### DOCUMENT EXCERPT ###

Certainly, the nights of the long knives are far from being over in many parts of Nigeria, especially in the terrorists’ ravaged North-West and North-Central geo-political zones.
In fact, the situation in these areas get scarier by the day, what with the unending news of attacks, particularly on schools by the so-called bandits, who often end up kidnapping hundreds of school children in one fell swoop. These ogres called bandits prey on innocent and defenceless school children at will. Our school children have become game for them to hunt down for ransom. This is absolute cruelty toward the defenceless and powerless.
Last Wednesday’s kidnap of 73 teenage students by gunmen from a government secondary school in the remote village of Kaya readily comes to mind. The terrorists had in their large numbers invaded the school and seized the students. Of course, since last December, no fewer than 1100 students from schools in the Northern states have been abducted by armed gangs. Also, no fewer than 821 students have been abducted by gunmen in the first nine months of 2021 alone, a figure reported to be higher than two-thirds of the overall tally of kidnap victims since 2014.
Only within the same last week, gunmen had set free 90 pupils abducted from an Islamic school in Niger State, including children as young as four years, almost three months after kidnapping them.
According to a report by SBM Intelligence, Nigeria’s geo-political intelligence platform, about 1,409 students have been abducted since “the latest school abduction epidemic which started in March 2020.” But sadly, 16 of the kidnapped students were killed by the kidnappers, the report, which also rated Katsina as the most affected state with 440 victims trailed by Zamfara with 419 abductees, further stated. Niger, Kaduna and Kebbi states also feature prominently on the list.
The teachers in schools in Zamfara have also not been spared by the terrorists, as no fewer than 17 of them have been kidnapped alongside their students.
About N220million ransom has also been paid out to the terrorists, the report stated.

### DATASET ENTRIES ###

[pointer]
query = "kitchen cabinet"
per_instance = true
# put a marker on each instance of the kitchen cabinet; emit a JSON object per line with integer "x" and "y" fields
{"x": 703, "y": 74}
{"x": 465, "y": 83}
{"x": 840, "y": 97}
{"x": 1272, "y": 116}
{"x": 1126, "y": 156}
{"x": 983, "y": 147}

###

> **OBJECTIVES**:
#1 Rewrite the passage of the school kidnappings editorial starting with "According to a" and going on through "the report stated.", replacing "report" with "study".
#2 In the school kidnappings editorial, which state does the SBM Intelligence report rate as the most affected?
#3 Write the next part of the editorial on school kidnappings in Nigeria, picking up after its final sentence.
The rows after the editorial on school kidnappings in Nigeria are separate material.

> **FINAL ANSWERS**:
#1
According to a study by SBM Intelligence, Nigeria’s geo-political intelligence platform, about 1,409 students have been abducted since “the latest school abduction epidemic which started in March 2020.” But sadly, 16 of the kidnapped students were killed by the kidnappers, the study, which also rated Katsina as the most affected state with 440 victims trailed by Zamfara with 419 abductees, further stated. Niger, Kaduna and Kebbi states also feature prominently on the list.
The teachers in schools in Zamfara have also not been spared by the terrorists, as no fewer than 17 of them have been kidnapped alongside their students.
About N220million ransom has also been paid out to the terrorists, the study stated.

#2 Katsina, with 440 victims.

#3
So far, our government’s response to the worsening insecurity in the country has more or less been such that it’s merely crossing its fingers, closing its eyes and hoping for the best in the face of the stark realities of these dark times
Of course, these are indeed the toughest and roughest of times for parents and children of school age in the Northern states. For them, learning is no longer fun; it is now done with tears under an atmosphere tinged with fears of the unknown. Their problem is even compounded by the helplessness displayed by government at both the state and Federal levels, due to our rudderless and spineless security architecture.
It is unlikely that the lame duck refrain from those in authority at both the state and Federal levels that citizens should defend themselves against the terrorists ravaging our communities would make any difference until government lives up to its responsibility of protecting all Nigerian citizens, whenever they live in any part of the country. So far, our government’s response to the worsening insecurity in the country has more or less been such that it’s merely crossing its fingers, closing its eyes and hoping for the best in the face of the stark realities of these dark times.
One cannot but, therefore, agree with security expert, Kabir Adamu, that lack of accountability on the part of the security agencies is the reason attacks on schools and abduction of students by the terrorists have continued unabated.
It is true that lack of monitoring and evaluation systems of our security agencies have made impossible any form of oversight or pressure on them to meet set targets.
Just as Adamu also said, even where there is manifest failure on the part of our security agencies, nobody is held accountable for the various lapses. This is appallingly sad!
One keeps wondering how much relief or succour the shutting down of 250 GSM base stations and the resultant communication blackout in Zamfara State will bring to the distraught parents of the abducted school children. Of course, parents are now left in the dark about the measures being taken by government to rescue the abducted students. The saddest thing is, in our attempt to solve one problem we often end up creating another with more serious implications. Maybe the authorities do not know the shutting down of such a large number of base stations in Zamfara will result in loss of jobs, businesses and revenues in the state. And ultimately further aggravate the worsening insecurity in the state.
More so, has such an action by the Federal Government in Zamfara not foreclosed the chances of the terrorists getting in contact with the state authorities and the parents to make their usual demand for ransom? Questions and more unanswered questions keep agitating our minds.
Government should have adopted more proactive measures in dealing with the matter, particularly to retrieve the abducted school children, rather than adding to the problem on ground by its decision to shut down such a high number of GSM base stations.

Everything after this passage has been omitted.